# Required action:
Only a number is expected: how many lines in the entries that follow contain the word "black"?

# Data listing:
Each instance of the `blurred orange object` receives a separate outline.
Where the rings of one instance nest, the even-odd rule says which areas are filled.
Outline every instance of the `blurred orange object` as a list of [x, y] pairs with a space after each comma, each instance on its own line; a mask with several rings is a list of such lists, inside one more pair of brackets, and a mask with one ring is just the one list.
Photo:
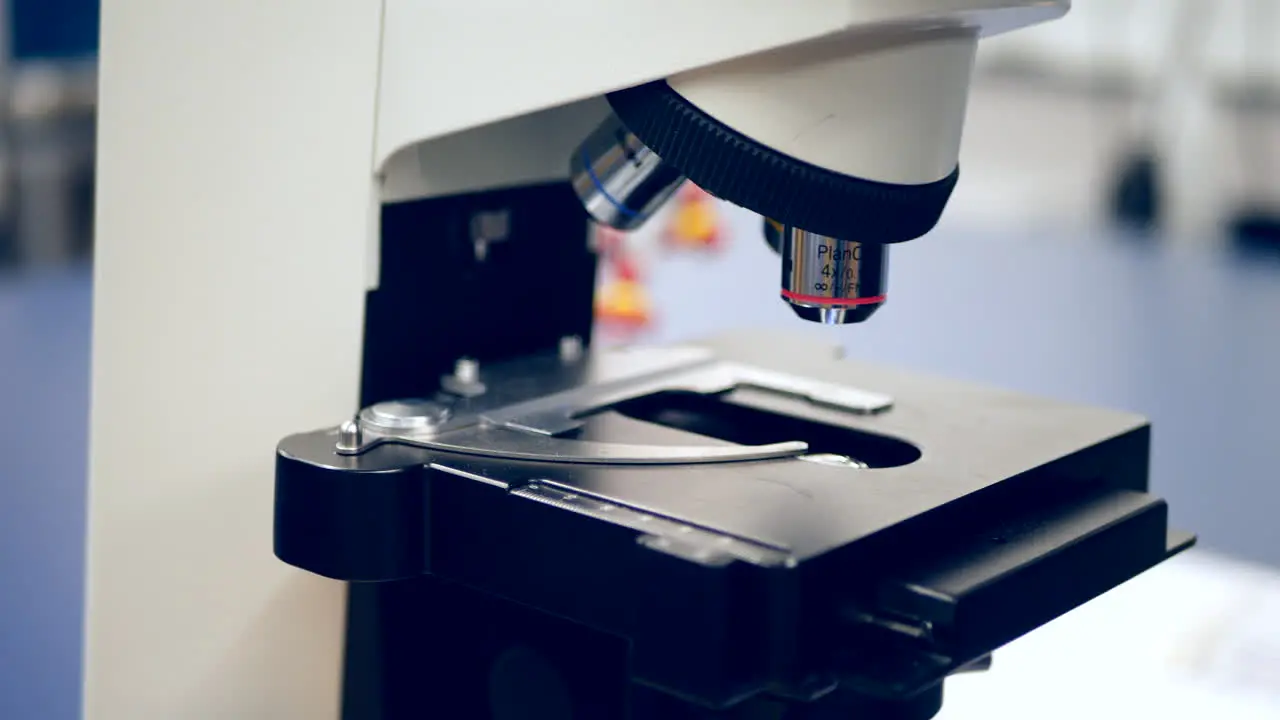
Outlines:
[[642, 257], [634, 237], [610, 227], [596, 226], [595, 248], [600, 256], [596, 291], [596, 321], [606, 333], [631, 336], [652, 321], [649, 291], [641, 280]]
[[648, 290], [627, 278], [605, 283], [596, 296], [596, 319], [629, 329], [647, 327], [653, 319]]
[[681, 249], [720, 249], [723, 233], [716, 199], [697, 185], [685, 183], [676, 193], [663, 238], [667, 245]]

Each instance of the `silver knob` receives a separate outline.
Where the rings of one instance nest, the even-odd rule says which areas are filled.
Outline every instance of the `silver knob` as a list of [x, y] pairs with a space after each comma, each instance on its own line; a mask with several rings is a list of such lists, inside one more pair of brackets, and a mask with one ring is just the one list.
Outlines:
[[355, 452], [360, 449], [363, 444], [363, 433], [360, 432], [360, 423], [355, 420], [348, 420], [338, 426], [338, 452]]
[[480, 363], [471, 358], [458, 358], [453, 364], [453, 377], [460, 383], [473, 383], [480, 379]]
[[480, 362], [473, 358], [458, 358], [453, 364], [453, 373], [440, 378], [440, 387], [460, 397], [483, 395], [485, 385], [480, 380]]
[[560, 338], [560, 360], [574, 363], [582, 358], [582, 338], [577, 335], [566, 335]]
[[453, 416], [449, 406], [434, 400], [388, 400], [373, 405], [364, 413], [370, 426], [379, 430], [413, 430], [430, 432]]

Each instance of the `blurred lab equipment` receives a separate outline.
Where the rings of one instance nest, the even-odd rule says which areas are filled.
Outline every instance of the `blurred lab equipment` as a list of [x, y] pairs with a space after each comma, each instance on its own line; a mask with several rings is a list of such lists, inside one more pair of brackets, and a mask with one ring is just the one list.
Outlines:
[[92, 245], [96, 0], [10, 0], [0, 37], [0, 263]]
[[1162, 243], [1265, 233], [1280, 216], [1277, 37], [1277, 0], [1082, 0], [1060, 23], [994, 39], [979, 87], [1002, 101], [972, 106], [967, 142], [990, 134], [1027, 160], [988, 169], [990, 182], [971, 162], [960, 192], [991, 185], [1011, 198], [1002, 209]]

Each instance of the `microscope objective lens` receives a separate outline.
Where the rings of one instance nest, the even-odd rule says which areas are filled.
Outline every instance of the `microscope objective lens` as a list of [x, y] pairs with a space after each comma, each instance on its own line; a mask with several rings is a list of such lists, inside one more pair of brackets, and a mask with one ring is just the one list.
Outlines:
[[818, 235], [766, 220], [765, 239], [782, 255], [782, 298], [823, 325], [859, 323], [884, 304], [888, 247]]

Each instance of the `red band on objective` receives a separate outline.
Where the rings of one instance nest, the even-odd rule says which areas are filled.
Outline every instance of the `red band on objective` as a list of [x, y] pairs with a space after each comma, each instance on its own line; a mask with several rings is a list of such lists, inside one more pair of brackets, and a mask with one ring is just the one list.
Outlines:
[[835, 306], [851, 306], [851, 305], [879, 305], [885, 301], [885, 295], [876, 295], [875, 297], [865, 298], [831, 298], [821, 295], [801, 295], [800, 293], [791, 292], [790, 290], [782, 290], [782, 297], [800, 303], [808, 303], [810, 305], [835, 305]]

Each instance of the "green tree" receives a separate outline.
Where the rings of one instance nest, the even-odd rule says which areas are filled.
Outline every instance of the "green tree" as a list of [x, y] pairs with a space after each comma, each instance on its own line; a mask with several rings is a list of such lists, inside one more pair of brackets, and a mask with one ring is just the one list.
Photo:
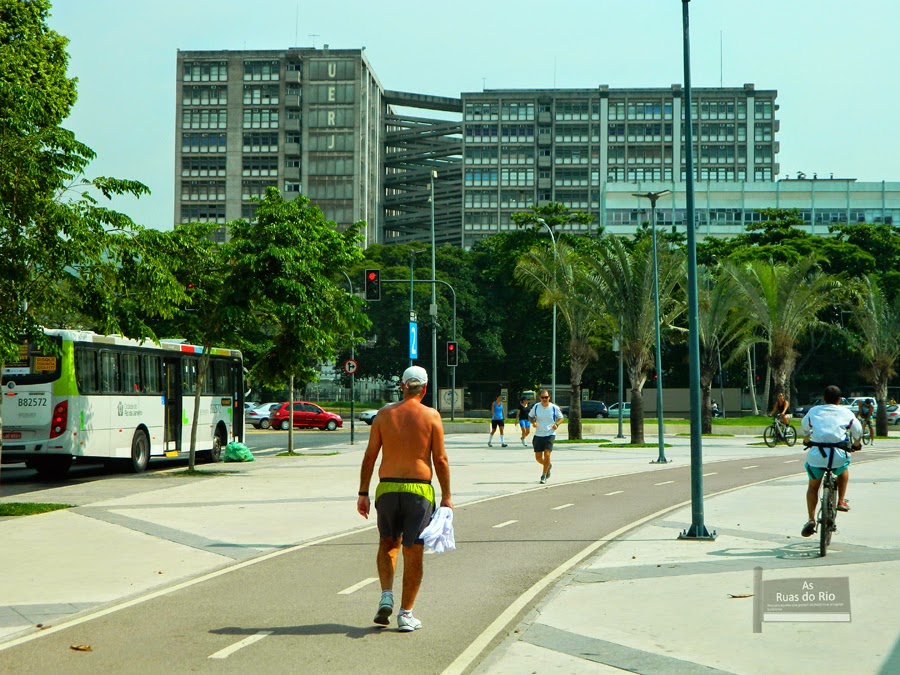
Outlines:
[[[294, 383], [316, 378], [319, 363], [336, 357], [344, 336], [368, 329], [364, 301], [347, 293], [337, 276], [363, 258], [362, 225], [339, 231], [307, 197], [285, 201], [275, 188], [266, 190], [255, 222], [230, 224], [224, 297], [250, 308], [256, 333], [264, 336], [253, 354], [256, 381], [289, 383], [293, 391]], [[292, 451], [292, 434], [290, 439]]]
[[729, 260], [722, 269], [737, 284], [748, 318], [768, 347], [773, 396], [787, 394], [797, 360], [797, 340], [819, 322], [819, 312], [834, 303], [840, 282], [822, 273], [816, 258], [792, 265]]
[[[658, 248], [659, 321], [662, 330], [671, 329], [684, 311], [675, 293], [684, 275], [684, 256], [679, 250]], [[594, 286], [594, 311], [598, 322], [622, 325], [625, 370], [631, 385], [631, 442], [644, 442], [643, 389], [654, 367], [656, 321], [653, 302], [653, 257], [648, 241], [631, 246], [621, 237], [611, 236], [588, 260]]]
[[581, 438], [581, 376], [597, 352], [590, 339], [599, 329], [600, 319], [591, 308], [595, 304], [582, 257], [564, 242], [556, 250], [535, 247], [516, 267], [516, 278], [541, 293], [543, 307], [556, 305], [569, 329], [569, 438]]
[[107, 332], [149, 335], [126, 304], [115, 312], [131, 281], [159, 275], [139, 299], [147, 313], [166, 315], [183, 298], [137, 243], [141, 228], [100, 201], [139, 197], [146, 186], [83, 177], [94, 153], [60, 126], [75, 80], [67, 40], [47, 27], [49, 9], [46, 0], [0, 0], [0, 366], [23, 335], [42, 342], [50, 316], [83, 314]]
[[875, 431], [887, 436], [887, 387], [900, 358], [900, 297], [888, 300], [878, 283], [866, 277], [853, 318], [859, 335], [851, 338], [852, 344], [863, 356], [863, 376], [875, 387], [878, 402]]

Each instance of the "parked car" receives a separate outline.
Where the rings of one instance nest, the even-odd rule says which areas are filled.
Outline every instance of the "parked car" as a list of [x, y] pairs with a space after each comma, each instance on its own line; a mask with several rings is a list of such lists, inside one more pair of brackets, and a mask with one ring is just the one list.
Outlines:
[[[275, 408], [269, 416], [272, 426], [276, 429], [287, 430], [290, 423], [290, 404], [282, 403]], [[344, 420], [340, 415], [317, 406], [309, 401], [294, 401], [294, 428], [295, 429], [321, 429], [322, 431], [334, 431], [344, 426]]]
[[272, 410], [282, 405], [281, 403], [262, 403], [244, 413], [244, 424], [250, 424], [254, 429], [268, 429], [271, 426], [270, 415]]
[[872, 415], [874, 416], [875, 413], [878, 412], [878, 402], [871, 396], [857, 396], [856, 398], [849, 399], [846, 403], [841, 401], [841, 405], [850, 406], [850, 410], [855, 414], [859, 412], [859, 402], [865, 401], [866, 399], [872, 401]]
[[887, 412], [888, 424], [900, 424], [900, 405], [892, 403], [887, 408], [885, 408], [885, 412]]
[[[569, 406], [563, 406], [562, 413], [566, 417], [569, 416]], [[581, 418], [606, 418], [609, 417], [609, 408], [603, 401], [582, 401], [581, 402]]]
[[[824, 401], [820, 396], [812, 403], [807, 403], [806, 405], [798, 405], [796, 408], [791, 409], [791, 417], [795, 419], [803, 419], [806, 413], [815, 408], [817, 405], [822, 405], [823, 403]], [[838, 405], [850, 405], [850, 399], [841, 398], [841, 402]]]
[[[611, 419], [618, 419], [619, 417], [619, 404], [613, 403], [609, 406], [609, 417]], [[631, 418], [631, 401], [625, 401], [622, 404], [622, 417], [625, 419]]]

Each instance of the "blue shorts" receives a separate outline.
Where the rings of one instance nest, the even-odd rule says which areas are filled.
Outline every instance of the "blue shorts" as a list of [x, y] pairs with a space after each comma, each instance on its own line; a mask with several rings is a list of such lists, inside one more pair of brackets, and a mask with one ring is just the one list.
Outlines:
[[[835, 476], [840, 476], [842, 473], [844, 473], [844, 471], [847, 470], [848, 466], [850, 466], [849, 458], [841, 466], [832, 467], [831, 473], [833, 473]], [[825, 475], [825, 467], [810, 466], [809, 462], [807, 462], [806, 463], [806, 475], [809, 476], [810, 480], [821, 480], [822, 476]]]
[[531, 422], [529, 420], [519, 420], [519, 426], [522, 427], [523, 429], [530, 429]]

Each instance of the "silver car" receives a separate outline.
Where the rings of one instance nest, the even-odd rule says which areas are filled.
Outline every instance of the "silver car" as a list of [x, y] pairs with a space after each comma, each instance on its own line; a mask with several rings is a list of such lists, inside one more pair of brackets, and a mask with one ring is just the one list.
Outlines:
[[244, 423], [251, 425], [254, 429], [268, 429], [272, 426], [269, 423], [269, 414], [280, 405], [280, 403], [263, 403], [251, 408], [244, 413]]

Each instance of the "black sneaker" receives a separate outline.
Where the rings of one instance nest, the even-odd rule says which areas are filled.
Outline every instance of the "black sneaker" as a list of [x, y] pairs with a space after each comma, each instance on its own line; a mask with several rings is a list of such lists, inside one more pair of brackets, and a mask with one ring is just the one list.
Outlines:
[[550, 478], [550, 469], [552, 469], [552, 468], [553, 468], [552, 464], [547, 468], [547, 478]]
[[509, 443], [504, 443], [504, 444], [501, 445], [500, 447], [501, 447], [501, 448], [508, 448], [508, 447], [509, 447]]
[[547, 482], [547, 476], [546, 476], [546, 474], [543, 474], [543, 473], [542, 473], [542, 474], [541, 474], [541, 485], [543, 485], [543, 484], [546, 483], [546, 482]]
[[803, 526], [803, 529], [800, 530], [800, 534], [804, 537], [811, 537], [816, 533], [816, 521], [807, 520], [806, 525]]

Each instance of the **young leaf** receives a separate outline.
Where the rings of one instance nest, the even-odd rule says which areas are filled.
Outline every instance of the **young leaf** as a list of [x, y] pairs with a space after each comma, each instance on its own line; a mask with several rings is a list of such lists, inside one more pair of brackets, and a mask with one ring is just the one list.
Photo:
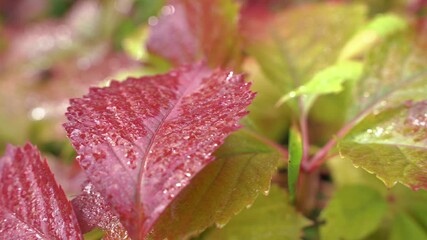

# Written reply:
2